WHAT THIS TASK INVOLVES :: Extract the line that contains "Keep to these rules. Indicate every instance of the white suv" and every line after it to the end of the records below, exactly as written and nothing else.

Coordinate annotation entries:
------
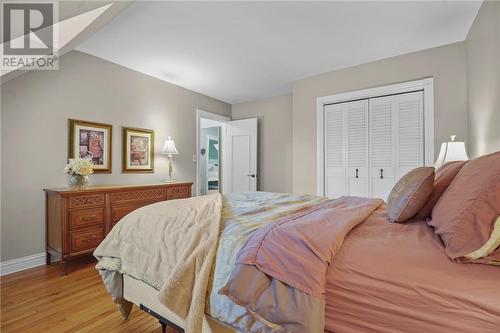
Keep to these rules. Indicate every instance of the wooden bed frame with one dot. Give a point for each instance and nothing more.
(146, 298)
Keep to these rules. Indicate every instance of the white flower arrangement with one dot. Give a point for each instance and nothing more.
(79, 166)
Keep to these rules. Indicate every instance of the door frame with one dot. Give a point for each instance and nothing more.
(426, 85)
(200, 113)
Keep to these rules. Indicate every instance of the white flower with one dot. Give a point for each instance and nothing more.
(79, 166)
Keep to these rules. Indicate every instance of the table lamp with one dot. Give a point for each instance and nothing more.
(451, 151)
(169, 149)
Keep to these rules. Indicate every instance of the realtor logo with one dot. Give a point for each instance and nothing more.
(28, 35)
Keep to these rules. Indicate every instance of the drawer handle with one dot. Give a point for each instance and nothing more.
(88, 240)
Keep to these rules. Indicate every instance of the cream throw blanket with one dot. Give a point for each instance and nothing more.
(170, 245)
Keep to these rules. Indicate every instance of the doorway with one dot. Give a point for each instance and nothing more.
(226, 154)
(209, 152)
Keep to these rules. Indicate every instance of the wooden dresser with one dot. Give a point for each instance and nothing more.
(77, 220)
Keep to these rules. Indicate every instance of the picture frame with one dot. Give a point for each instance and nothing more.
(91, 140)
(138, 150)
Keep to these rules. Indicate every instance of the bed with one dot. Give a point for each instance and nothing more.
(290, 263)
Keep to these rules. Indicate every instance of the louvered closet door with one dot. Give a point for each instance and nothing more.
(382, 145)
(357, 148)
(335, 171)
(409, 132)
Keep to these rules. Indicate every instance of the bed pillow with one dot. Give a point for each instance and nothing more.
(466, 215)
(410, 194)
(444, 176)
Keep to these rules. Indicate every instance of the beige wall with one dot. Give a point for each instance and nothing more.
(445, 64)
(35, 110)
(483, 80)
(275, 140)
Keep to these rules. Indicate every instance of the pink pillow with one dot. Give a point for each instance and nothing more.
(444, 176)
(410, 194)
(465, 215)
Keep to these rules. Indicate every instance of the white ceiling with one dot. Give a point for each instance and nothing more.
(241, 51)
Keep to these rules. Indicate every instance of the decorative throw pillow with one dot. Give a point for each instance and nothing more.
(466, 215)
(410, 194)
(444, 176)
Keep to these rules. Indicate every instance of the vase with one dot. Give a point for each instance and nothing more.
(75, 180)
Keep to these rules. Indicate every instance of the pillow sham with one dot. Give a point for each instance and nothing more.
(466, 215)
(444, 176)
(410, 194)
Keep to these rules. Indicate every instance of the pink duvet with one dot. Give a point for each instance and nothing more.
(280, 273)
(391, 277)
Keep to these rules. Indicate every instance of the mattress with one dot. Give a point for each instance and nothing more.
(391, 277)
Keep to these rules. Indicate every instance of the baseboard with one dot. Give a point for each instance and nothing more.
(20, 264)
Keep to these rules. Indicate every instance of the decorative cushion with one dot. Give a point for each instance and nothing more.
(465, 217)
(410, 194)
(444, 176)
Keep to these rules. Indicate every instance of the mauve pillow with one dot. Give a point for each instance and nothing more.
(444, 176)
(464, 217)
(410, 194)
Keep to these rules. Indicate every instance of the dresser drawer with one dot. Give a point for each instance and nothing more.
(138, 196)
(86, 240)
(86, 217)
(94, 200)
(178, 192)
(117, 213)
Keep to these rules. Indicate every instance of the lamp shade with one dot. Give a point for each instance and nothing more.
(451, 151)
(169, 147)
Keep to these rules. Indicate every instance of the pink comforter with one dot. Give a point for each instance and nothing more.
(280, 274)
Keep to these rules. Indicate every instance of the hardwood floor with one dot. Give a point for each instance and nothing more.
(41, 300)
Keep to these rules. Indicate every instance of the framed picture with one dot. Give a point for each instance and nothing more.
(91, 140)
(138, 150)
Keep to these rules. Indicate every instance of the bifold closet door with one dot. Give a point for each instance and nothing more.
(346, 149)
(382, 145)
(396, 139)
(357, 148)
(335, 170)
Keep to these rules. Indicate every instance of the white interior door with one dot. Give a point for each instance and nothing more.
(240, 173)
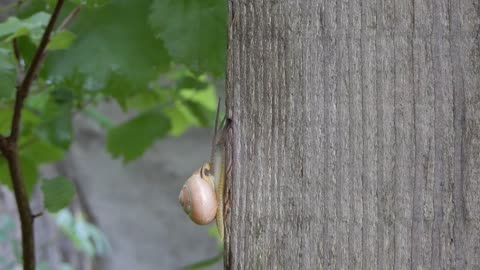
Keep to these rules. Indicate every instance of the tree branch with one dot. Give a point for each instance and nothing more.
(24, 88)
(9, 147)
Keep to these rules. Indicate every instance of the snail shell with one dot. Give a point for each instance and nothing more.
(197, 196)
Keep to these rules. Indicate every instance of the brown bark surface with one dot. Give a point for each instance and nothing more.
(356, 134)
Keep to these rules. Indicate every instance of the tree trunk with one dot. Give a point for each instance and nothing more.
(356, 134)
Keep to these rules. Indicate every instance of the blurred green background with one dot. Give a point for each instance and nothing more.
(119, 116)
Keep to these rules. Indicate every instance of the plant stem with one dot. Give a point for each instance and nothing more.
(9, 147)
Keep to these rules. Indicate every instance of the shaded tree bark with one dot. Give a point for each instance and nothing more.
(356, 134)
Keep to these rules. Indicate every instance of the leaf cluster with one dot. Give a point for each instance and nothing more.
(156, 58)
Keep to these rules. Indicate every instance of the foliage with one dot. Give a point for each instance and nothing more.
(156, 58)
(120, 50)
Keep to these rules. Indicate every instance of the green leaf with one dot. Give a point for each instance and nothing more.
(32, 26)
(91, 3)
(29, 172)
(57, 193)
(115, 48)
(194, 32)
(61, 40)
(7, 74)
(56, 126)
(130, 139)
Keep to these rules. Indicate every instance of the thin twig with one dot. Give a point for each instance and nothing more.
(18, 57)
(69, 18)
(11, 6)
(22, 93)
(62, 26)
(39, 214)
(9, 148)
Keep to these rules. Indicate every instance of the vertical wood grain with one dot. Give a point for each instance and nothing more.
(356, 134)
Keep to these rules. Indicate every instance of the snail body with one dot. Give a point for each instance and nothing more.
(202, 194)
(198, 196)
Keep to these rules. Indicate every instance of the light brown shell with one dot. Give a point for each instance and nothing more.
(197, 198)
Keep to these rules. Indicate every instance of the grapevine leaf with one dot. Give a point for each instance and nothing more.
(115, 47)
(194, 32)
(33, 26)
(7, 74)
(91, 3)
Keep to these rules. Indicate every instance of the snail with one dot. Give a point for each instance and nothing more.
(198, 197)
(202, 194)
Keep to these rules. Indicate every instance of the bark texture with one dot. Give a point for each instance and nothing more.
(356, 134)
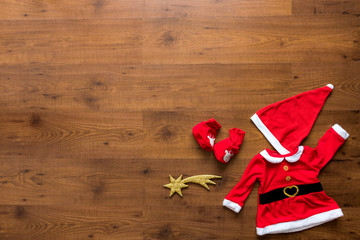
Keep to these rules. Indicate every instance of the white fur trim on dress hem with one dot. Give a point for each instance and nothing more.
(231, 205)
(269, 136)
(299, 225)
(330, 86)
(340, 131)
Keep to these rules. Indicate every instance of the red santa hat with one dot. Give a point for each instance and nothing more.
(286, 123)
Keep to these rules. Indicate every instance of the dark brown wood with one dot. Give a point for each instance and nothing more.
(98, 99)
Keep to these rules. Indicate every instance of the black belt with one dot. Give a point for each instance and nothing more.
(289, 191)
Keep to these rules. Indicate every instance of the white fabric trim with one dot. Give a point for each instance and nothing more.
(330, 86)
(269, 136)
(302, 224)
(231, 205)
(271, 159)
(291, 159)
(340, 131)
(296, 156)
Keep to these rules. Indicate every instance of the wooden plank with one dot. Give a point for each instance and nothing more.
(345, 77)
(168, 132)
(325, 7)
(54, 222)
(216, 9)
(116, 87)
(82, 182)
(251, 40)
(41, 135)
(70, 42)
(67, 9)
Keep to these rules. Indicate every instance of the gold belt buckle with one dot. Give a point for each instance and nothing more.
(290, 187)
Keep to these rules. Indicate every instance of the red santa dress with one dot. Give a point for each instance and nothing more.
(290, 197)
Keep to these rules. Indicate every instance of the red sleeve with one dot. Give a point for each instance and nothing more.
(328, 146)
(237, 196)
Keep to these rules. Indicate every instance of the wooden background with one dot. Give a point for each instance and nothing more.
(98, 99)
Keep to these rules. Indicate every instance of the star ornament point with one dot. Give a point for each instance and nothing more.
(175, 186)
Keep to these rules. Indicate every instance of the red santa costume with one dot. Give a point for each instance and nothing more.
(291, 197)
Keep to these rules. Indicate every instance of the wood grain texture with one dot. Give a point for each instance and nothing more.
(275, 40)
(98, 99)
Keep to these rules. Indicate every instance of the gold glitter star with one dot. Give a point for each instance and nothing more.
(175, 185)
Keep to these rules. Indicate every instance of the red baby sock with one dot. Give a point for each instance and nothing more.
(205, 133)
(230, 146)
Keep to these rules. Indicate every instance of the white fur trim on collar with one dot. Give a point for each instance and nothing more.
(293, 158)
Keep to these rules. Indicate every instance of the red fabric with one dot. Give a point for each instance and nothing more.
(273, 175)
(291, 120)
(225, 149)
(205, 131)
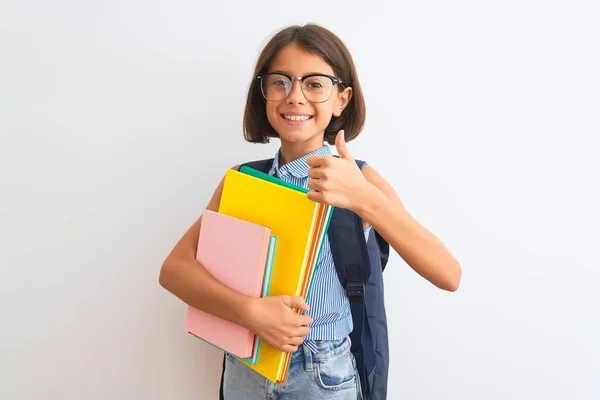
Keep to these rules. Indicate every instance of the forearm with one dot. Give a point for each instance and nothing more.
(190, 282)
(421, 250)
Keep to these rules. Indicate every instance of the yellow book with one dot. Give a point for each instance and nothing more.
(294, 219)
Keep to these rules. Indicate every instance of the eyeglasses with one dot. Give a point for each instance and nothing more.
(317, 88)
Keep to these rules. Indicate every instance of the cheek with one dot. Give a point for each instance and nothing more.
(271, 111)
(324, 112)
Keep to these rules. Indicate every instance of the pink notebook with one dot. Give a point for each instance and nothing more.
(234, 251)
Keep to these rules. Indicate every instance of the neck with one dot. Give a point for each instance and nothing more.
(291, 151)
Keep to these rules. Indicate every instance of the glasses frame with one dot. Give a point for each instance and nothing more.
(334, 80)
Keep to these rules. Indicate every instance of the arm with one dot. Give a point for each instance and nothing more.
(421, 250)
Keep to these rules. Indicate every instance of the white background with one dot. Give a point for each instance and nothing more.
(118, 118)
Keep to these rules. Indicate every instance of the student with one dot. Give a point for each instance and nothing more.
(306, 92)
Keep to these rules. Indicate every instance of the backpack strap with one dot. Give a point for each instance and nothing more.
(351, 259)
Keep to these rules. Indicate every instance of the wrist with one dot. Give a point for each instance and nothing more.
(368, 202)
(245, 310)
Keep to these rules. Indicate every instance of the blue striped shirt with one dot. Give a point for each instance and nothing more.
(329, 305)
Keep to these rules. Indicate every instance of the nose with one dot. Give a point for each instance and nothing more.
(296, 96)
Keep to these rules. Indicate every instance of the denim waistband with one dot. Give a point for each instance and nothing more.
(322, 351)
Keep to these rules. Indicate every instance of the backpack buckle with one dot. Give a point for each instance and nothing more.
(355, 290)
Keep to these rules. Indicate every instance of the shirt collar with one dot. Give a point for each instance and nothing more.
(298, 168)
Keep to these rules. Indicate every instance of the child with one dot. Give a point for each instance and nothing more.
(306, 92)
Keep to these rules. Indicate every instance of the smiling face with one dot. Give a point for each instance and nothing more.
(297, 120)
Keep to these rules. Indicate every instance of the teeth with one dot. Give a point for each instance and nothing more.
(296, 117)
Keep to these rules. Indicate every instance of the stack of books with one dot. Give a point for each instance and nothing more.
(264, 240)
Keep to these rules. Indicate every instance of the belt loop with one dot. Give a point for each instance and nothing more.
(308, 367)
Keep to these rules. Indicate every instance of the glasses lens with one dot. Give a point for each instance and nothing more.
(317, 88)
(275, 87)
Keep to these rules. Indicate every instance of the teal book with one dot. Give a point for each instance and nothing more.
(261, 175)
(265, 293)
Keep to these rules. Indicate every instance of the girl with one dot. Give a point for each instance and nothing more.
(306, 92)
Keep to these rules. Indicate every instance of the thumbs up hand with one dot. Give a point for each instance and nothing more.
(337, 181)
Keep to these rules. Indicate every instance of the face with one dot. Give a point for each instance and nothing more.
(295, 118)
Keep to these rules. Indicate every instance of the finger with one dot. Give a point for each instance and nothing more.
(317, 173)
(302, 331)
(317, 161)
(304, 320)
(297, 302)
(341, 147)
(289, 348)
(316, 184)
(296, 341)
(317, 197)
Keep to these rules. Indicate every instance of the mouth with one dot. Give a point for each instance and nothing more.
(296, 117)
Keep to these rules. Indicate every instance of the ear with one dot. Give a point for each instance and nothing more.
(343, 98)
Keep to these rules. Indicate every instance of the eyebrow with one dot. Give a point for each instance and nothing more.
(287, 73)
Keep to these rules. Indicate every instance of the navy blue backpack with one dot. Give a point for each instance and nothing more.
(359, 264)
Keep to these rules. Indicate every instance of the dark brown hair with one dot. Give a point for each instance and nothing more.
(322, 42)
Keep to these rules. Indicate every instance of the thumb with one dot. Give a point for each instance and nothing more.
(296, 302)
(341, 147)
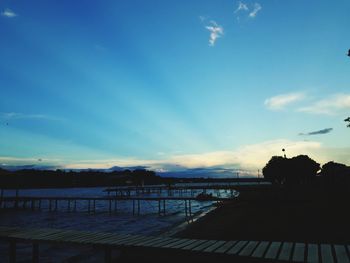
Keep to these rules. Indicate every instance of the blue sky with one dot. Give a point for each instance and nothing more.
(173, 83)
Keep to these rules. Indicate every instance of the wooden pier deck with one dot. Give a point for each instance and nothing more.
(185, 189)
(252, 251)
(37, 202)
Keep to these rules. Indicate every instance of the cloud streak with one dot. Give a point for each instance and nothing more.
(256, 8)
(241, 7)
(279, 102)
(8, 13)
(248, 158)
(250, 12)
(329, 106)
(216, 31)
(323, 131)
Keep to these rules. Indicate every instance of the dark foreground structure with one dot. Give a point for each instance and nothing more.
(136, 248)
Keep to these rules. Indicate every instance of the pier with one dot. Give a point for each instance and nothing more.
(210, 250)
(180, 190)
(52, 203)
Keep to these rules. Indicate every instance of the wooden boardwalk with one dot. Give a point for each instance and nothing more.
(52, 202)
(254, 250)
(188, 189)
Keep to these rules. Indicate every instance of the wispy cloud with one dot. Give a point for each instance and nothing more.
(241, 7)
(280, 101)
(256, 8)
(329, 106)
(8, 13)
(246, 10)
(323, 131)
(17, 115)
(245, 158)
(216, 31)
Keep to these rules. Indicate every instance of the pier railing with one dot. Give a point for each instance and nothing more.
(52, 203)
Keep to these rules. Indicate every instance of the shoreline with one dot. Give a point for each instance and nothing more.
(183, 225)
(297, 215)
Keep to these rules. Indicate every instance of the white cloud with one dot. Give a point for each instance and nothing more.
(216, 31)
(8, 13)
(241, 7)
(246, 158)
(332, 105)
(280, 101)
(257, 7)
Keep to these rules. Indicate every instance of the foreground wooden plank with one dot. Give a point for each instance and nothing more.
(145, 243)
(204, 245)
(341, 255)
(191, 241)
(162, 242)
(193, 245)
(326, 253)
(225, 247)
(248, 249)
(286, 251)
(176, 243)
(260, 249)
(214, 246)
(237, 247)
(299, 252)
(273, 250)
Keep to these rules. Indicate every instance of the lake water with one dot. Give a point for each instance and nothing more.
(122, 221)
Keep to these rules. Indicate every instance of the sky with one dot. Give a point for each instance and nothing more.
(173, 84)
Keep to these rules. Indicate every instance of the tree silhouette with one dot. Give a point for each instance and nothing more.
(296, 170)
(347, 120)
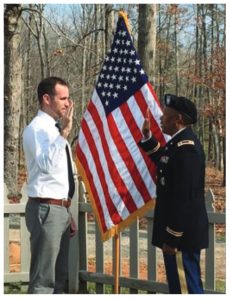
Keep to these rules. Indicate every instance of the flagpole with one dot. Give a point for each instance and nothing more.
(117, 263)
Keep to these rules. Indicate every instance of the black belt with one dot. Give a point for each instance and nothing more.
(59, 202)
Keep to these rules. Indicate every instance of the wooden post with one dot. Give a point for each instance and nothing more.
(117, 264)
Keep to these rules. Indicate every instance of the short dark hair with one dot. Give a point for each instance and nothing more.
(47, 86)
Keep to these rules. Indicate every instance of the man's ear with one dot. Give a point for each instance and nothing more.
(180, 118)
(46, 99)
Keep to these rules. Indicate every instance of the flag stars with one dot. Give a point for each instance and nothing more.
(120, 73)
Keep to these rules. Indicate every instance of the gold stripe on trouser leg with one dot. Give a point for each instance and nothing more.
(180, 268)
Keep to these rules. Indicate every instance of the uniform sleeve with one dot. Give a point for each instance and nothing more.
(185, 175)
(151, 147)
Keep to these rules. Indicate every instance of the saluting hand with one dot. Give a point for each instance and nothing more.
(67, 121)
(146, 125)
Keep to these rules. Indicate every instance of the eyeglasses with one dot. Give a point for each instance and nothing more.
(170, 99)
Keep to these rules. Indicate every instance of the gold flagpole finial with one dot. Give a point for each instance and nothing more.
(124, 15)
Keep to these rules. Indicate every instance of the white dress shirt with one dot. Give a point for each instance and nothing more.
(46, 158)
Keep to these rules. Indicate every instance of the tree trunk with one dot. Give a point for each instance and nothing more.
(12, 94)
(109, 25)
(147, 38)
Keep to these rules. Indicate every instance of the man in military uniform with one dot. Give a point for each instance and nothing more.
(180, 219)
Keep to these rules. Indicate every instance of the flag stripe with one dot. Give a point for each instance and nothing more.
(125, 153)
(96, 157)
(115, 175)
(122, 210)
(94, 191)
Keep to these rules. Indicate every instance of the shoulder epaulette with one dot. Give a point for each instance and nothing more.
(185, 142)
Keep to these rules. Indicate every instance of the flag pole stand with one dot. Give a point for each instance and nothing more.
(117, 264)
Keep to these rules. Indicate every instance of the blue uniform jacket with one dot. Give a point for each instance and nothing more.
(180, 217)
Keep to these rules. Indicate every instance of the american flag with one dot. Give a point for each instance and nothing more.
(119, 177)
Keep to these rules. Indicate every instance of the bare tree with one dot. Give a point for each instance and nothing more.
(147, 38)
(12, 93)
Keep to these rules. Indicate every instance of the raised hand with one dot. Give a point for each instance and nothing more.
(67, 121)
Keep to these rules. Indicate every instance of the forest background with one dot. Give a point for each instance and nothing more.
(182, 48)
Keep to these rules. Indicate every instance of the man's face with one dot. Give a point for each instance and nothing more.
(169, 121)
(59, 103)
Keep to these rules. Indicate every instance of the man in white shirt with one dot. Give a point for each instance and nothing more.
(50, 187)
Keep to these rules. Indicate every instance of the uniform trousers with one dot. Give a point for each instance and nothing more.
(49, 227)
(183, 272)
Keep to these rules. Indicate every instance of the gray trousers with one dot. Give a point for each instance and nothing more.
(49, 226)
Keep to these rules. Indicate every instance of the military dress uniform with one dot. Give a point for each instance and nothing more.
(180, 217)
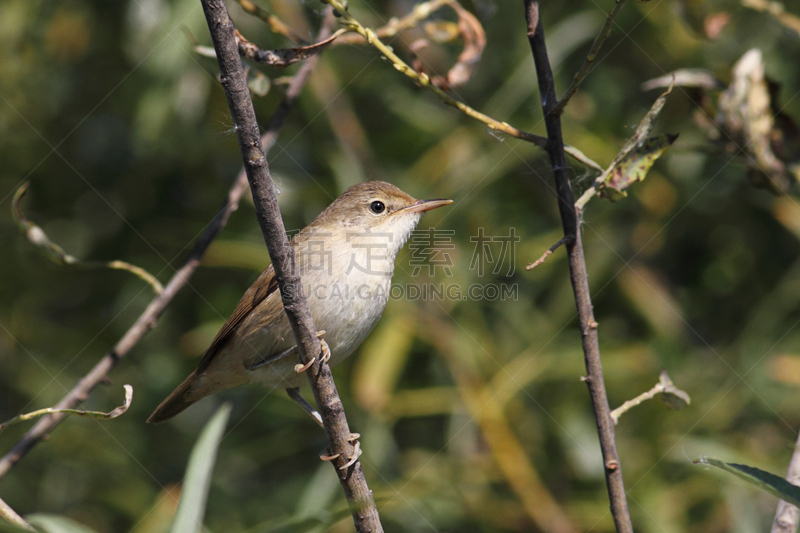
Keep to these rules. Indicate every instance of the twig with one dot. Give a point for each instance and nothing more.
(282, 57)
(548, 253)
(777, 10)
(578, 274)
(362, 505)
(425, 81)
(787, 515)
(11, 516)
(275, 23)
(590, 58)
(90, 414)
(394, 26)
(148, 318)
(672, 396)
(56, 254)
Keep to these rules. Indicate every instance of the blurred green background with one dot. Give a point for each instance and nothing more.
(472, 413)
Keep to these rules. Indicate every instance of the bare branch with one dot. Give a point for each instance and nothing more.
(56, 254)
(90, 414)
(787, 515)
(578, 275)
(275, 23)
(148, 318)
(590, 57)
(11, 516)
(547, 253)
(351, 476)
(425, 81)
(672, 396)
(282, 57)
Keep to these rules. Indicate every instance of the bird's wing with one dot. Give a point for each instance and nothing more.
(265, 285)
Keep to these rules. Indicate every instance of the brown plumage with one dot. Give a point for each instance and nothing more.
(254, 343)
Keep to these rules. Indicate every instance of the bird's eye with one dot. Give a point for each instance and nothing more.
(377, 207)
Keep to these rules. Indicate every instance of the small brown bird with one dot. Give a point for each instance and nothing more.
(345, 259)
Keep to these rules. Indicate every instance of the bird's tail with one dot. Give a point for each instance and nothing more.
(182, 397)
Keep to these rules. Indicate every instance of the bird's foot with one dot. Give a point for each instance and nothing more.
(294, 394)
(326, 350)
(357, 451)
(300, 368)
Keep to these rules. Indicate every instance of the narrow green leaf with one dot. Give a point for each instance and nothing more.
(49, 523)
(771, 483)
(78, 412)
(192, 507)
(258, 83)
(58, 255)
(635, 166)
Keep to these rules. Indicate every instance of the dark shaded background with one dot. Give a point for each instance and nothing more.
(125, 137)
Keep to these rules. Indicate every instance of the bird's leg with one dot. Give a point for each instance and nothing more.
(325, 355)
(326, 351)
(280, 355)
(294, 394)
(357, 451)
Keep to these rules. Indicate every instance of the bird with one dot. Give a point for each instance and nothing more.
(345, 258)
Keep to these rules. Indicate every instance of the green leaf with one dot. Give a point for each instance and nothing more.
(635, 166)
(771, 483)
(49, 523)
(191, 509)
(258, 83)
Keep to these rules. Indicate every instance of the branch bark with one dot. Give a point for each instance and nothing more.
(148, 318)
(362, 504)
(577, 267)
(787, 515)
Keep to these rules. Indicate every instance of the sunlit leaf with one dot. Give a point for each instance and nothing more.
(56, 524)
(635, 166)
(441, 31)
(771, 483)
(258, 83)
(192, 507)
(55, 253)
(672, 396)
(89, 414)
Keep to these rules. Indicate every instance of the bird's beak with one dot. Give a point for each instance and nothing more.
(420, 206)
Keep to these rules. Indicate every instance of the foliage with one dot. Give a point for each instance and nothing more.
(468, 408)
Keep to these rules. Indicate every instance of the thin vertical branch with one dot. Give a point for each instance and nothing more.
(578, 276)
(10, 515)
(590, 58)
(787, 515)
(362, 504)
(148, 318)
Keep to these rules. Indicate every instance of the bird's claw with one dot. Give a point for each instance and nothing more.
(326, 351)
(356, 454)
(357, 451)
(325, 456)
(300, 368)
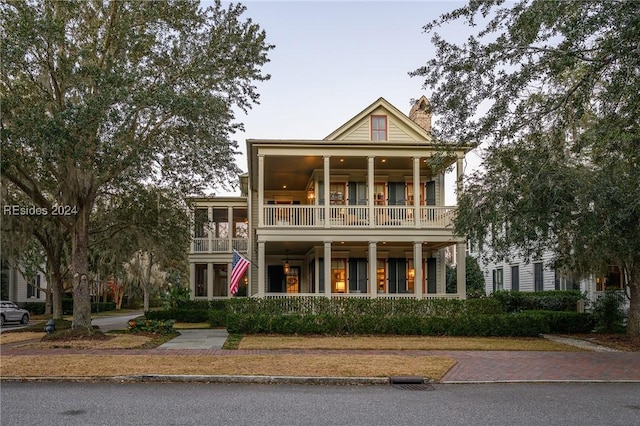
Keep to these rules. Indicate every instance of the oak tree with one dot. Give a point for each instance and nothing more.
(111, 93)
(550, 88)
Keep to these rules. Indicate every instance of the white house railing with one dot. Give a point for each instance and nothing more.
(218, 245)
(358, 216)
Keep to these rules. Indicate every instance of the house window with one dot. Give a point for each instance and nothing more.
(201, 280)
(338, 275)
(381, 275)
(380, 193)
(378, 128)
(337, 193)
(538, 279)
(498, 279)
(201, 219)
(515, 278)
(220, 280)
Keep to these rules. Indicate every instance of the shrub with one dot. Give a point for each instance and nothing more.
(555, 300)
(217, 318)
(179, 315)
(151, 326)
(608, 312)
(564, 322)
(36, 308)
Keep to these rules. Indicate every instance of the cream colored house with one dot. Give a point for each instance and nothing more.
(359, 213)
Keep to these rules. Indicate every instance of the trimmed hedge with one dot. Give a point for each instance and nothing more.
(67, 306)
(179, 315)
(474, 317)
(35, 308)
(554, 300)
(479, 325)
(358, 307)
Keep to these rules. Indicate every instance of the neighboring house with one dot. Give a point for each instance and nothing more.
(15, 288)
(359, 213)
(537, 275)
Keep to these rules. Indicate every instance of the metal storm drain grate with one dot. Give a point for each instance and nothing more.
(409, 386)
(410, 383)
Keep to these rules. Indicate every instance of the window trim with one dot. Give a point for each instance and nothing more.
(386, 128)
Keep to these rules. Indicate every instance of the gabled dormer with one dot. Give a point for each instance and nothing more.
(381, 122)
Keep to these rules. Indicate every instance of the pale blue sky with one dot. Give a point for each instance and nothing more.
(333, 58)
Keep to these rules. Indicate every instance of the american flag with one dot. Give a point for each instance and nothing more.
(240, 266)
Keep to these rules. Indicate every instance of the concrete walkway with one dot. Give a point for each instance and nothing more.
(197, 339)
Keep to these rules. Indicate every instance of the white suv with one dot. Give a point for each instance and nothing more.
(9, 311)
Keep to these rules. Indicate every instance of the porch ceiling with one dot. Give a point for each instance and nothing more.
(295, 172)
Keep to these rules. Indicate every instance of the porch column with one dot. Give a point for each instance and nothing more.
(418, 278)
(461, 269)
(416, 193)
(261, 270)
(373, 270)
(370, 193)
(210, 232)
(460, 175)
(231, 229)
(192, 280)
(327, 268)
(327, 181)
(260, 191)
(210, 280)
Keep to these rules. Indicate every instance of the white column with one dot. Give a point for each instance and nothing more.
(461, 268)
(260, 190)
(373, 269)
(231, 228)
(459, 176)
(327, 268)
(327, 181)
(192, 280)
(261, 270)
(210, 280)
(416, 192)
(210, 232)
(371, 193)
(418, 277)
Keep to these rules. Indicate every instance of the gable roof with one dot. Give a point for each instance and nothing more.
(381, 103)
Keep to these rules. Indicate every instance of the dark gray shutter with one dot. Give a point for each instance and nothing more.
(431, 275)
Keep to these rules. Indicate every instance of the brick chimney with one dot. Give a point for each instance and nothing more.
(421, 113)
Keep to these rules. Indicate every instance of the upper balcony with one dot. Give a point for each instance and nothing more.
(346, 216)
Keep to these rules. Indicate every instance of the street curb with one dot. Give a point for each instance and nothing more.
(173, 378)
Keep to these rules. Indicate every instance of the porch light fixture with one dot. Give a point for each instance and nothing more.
------
SOLUTION ::
Keep to these rules. Indicate every instance of the white suv with one dot. Give a point for each instance and nothing more.
(9, 311)
Keep to these rules. Indicate every instance of the porch ceiling with one dot. Give a point for each instance and nothing more.
(295, 172)
Keep to these rules. Indicate every instance of the porch column with one dot. Give a point for each instance and nothing more.
(418, 278)
(461, 269)
(416, 193)
(261, 270)
(373, 270)
(370, 193)
(210, 232)
(460, 175)
(231, 229)
(192, 280)
(327, 268)
(327, 181)
(260, 191)
(210, 280)
Keep to these rules. Indicate every instance of the white column with one dot. Give a point for each instance and nothing more.
(461, 268)
(260, 190)
(373, 269)
(231, 228)
(459, 176)
(327, 268)
(327, 181)
(192, 280)
(261, 270)
(210, 280)
(416, 192)
(210, 232)
(371, 193)
(418, 277)
Keep to these rules. Indicate every instance of the gable roof with one dot. Give a point for each instance and nothing more.
(381, 103)
Keep to these rules. Indicate every instance of the dark gray shutter with one dot. Give a point for each instance and nothing more.
(431, 275)
Keep to these rules. Indicate every instance of the brick chimney with one dot. Give a point for each instance and nothing more.
(421, 113)
Keep to these rules. Indicate every instance of the upper balcony with one dot. Give a point for each instance and nothing more.
(346, 216)
Keep to these rules. Indicate every instance of the street curb with one dot. Give a point for each instance and nothing more.
(173, 378)
Keep to these rules. Indicate every instance of the porch light fixture with one dot. Give a point for each instance and nothing more.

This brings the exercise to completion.